■ **Set tasks**:
**1)** In the documentary stamp tax passage, how much new and additional money does the Agreement lend?
**2)** Continue the documentary stamp tax passage from its final sentence.

■ **Provided passage**:
• • • • •

The Department claims Petitioner is obligated to pay Documentary Stamp Taxes in the amount of $1,227.90 (at the rate of $.15 per $100 of amount loaned), plus penalty and interest, on the amount of the outstanding loan balance of $818,624.69 from the 1971, 1975 and 1978 agreements. Petitioner claims that the Documentary Stamp Tax does not apply to the outstanding loan balances carried forward from the three prior agreements or notes. (Petitioner, however, no longer maintains that it is entitled to a refund of Documentary Stamp and Intangible Tax previously paid, as alleged in its initial request for hearing.)
CONCLUSIONS OF LAW
The Division of Administrative Hearings has jurisdiction over the parties and subject matter of this proceeding. Section 120.57, Florida Statutes.
Section 201.08, Florida Statutes imposes a state Documentary Stamp Tax on written obligations to pay money, and for each renewal thereof:
(1) On promissory notes, nonnegotiable notes, written obligations to pay money, or assignments of salaries, wages, or other compensation made, executed, delivered, sold, transferred, or assigned in the state, and for each renewal of the same, the tax shall be 15 cents on each $100 or fraction thereof of the indebtedness or obligation evidenced thereby. (e.s.)
* * *
A limited exemption to this tax is created by Section 201.09, Florida Statutes:
When any promissory note is given in renewal of any existing promissory note, which renewal note only extends or continues the identical contractual obligations of the original promissory note and evidences part or all of the original indebtedness evidenced thereby, not including any accumulated interest thereon and without enlargement in any way of the original contract and obligation, such renewal note shall not be subject to taxation under this chapter if such renewal note has attached to it the original promissory note with canceled
stamps affixed thereon showing full payment of the tax due thereon. (e.s.)
In the instant case, the Agreement not only restates and renews the original preexisting debt arising from the three previous loan agreements between the parties (in 1971, 1975 and 1978) but also extends a new and additional loan of $1,081,375.31. This amounts to an "enlargement" of the original, outstanding obligation(s) to pay and thus disqualifies the Agreement from the exemption created by Section 201.09(1), supra.
State, Dept. of Revenue v. Miami National Bank, 374 So.2d 1(Fla. 1979) is controlling. There, the parties stipulated to a hypothetical case which presented the Documentary Stamp Tax issue to the court:
"A" borrows $10,000 from the bank. "A" signs a promissory note for $10,000 and affixes documentary stamps thereto representing the full $10,000. Subsequently, "A" borrows an additional $5,000 from the bank. "A" signs a promissory note for $15,000--the amount of the $15,000 representing the original borrowed amount of $10,000 plus the newly borrowed amount of $5,000. The bank attaches the old note for $10,000 to the new note and "A" affixes documentary stamps representing the $5,000 increase.
The trial court held, and the First District affirmed, that the original $10,000 portion of the taxed note fell within the exemption of Section
201.09 and hence not subject to the Documentary Stamp Tax. The First District Court of Appeal reasoned that the intent of Section 201.09 was to exempt renewal notes from taxes, and that since taxes are paid both on the original note, and on the later addition to the original note, the taxpayer fully met his tax obligation. The question was certified as one of great public interest. The Florida Supreme Court accepted jurisdiction and reversed, stating:
It is clear from a reading of these enactments that the legislature intended only to exempt renewal notes which do not enlarge the original indebtedness.

• • • • •

■ **Supplied information**:

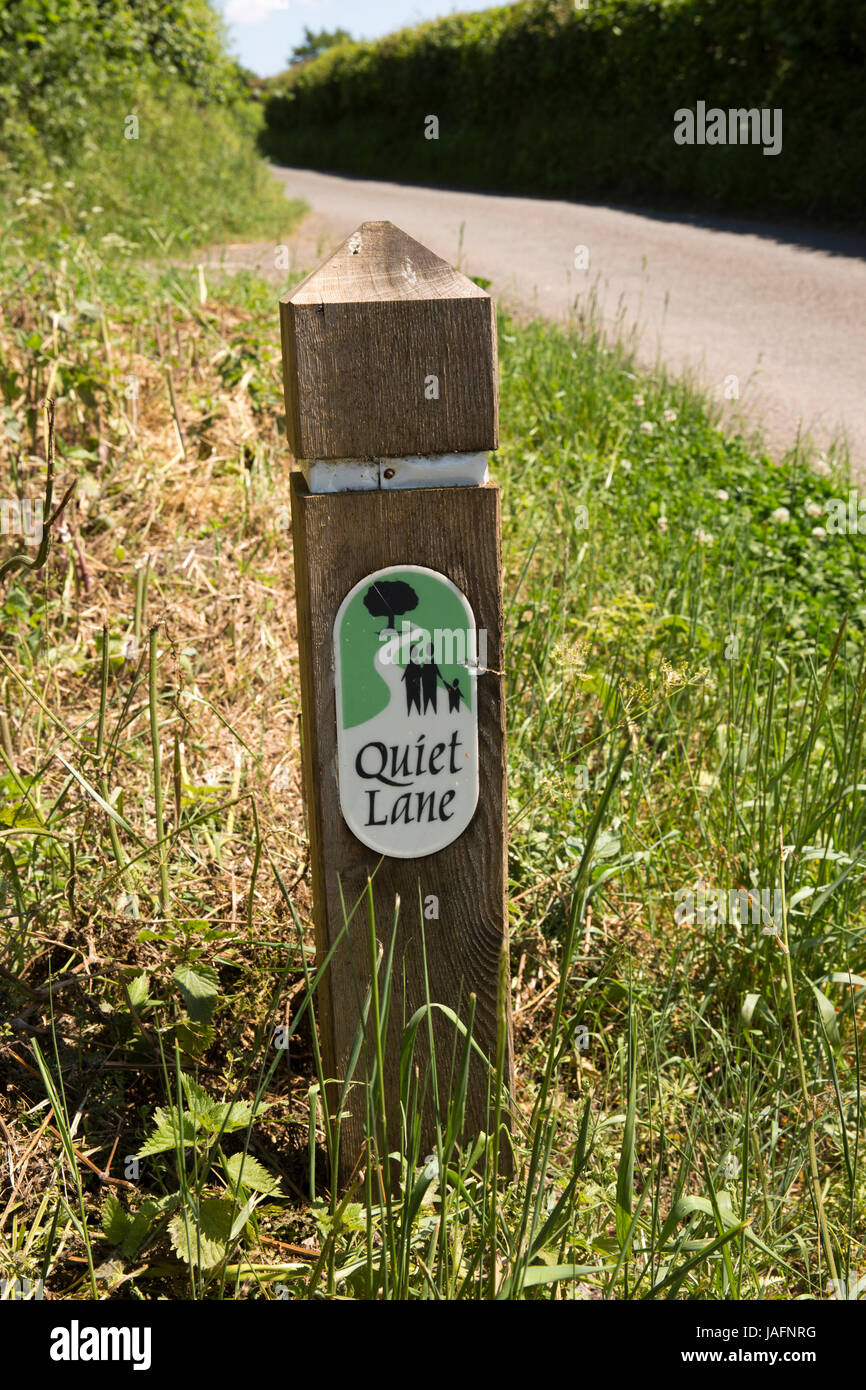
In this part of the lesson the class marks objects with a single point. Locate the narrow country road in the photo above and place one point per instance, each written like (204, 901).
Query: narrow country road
(773, 313)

• • • • •

■ **Set of answers**:
**1)** $1,081,375.31

**2)**
Respondents' attempted construction of the scope of the exemption afforded by section
201.09 ignores the plain language of that section as well as section 201.08(1). By its express terms section 201.08(1), Florida Statutes (1975), imposes a documentary stamp tax "[o]n promissory notes. . . and for each renewal of the same "This
straightforward and unambiguous declaration of the objects of documentary
stamp taxation adopted in 1931 was followed in 1937 by equally clear language now appearing in section 201.09, Florida Statutes
(1975), which provided exemption for a renewal promissory note which "only extends or continues the identical contractual obligations of the original promissory note
. . . and without enlargement in any way of said original contract and obligation
. . . ." (Emphasis supplied.) The present renewal note in the amount of $15,000 increased the original $10,000 note by
$5,000. Consequently, the renewal portion of the note does not fall within the exemption provided by section
201.09, Florida Statutes (1975). This conclusion is supported by the title of chapter 17890, Laws of Florida (1937), which act has been unchanged in substance in the forty-one years since its enactment. The title reflects that a renewal note is excepted from documentary stamp tax "when such renewal only extends or continues the identical contractual obligation of the original note and evidences part or all of but not more than the original indebtedness
. . . ." (e.s.)
Miami National Bank, supra at 2.
The conclusion that Documentary Tax is due on that part of the Agreement representing a renewal or restatement of the outstanding debt or obligation to pay arising out of the three prior loan agreements is fortified by Department Rule 12B-4.54, Florida Administrative Code:
12B-4.54 Exempt Transactions.
(1) Renewal Notes: Mortgages, Trust Deeds, Security Agreements, or other Evidences of Indebtedness: When any note, mortgage, trust deed, security agreement, or other evidence or indebtedness is given in renewal of the note, mortgage, trust deed, security agreement, or other evidence of
indebtedness, the document shall not be subject to stamp tax provided the total amount of the obligation does not exceed the total unpaid balance of the original
note or other security document, and further provided that all stamp taxes due
have been paid in full and evidence of payment is affixed to the original document. (e.s.)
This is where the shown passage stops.